> **Written task**
Return every line in the rows below that contains the word "equipment". Match case exactly.

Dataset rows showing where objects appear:

'''

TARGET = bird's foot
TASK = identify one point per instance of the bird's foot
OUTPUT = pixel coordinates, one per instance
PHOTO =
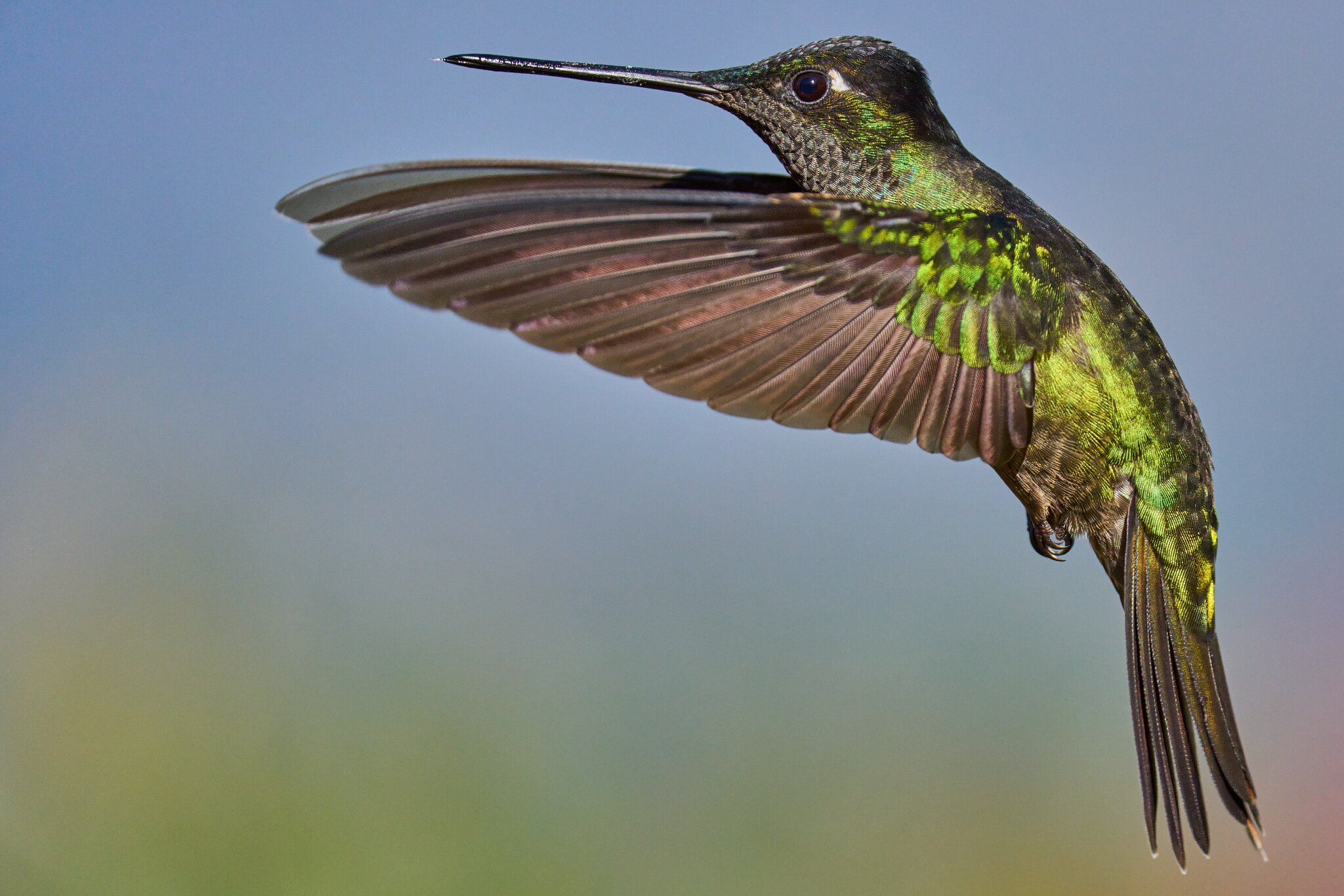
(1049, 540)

'''
'''

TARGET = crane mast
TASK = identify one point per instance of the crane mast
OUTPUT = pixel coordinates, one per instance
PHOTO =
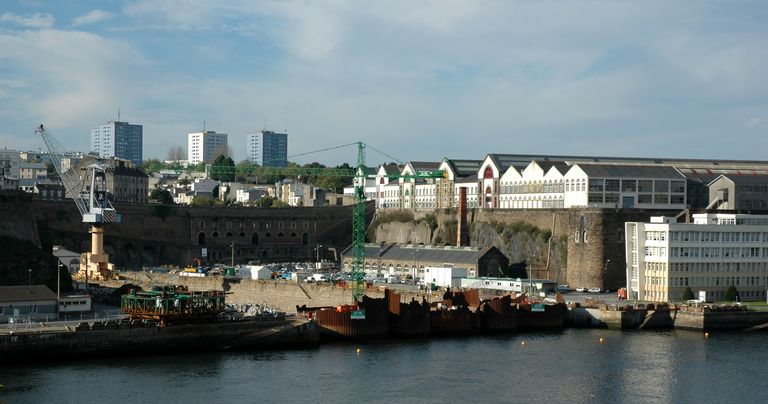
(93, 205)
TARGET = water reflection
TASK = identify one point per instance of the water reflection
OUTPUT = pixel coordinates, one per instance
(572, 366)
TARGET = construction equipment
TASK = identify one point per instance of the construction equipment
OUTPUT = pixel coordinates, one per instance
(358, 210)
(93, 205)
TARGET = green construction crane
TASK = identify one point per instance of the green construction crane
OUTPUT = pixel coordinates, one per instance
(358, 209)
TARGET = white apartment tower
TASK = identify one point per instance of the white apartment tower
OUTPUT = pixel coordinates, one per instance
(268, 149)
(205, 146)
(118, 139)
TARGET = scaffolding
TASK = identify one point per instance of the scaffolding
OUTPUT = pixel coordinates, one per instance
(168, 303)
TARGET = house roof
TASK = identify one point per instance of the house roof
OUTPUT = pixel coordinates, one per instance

'''

> **Result**
TARGET = construction equipment
TASK = identify one point per instance of the construction equipment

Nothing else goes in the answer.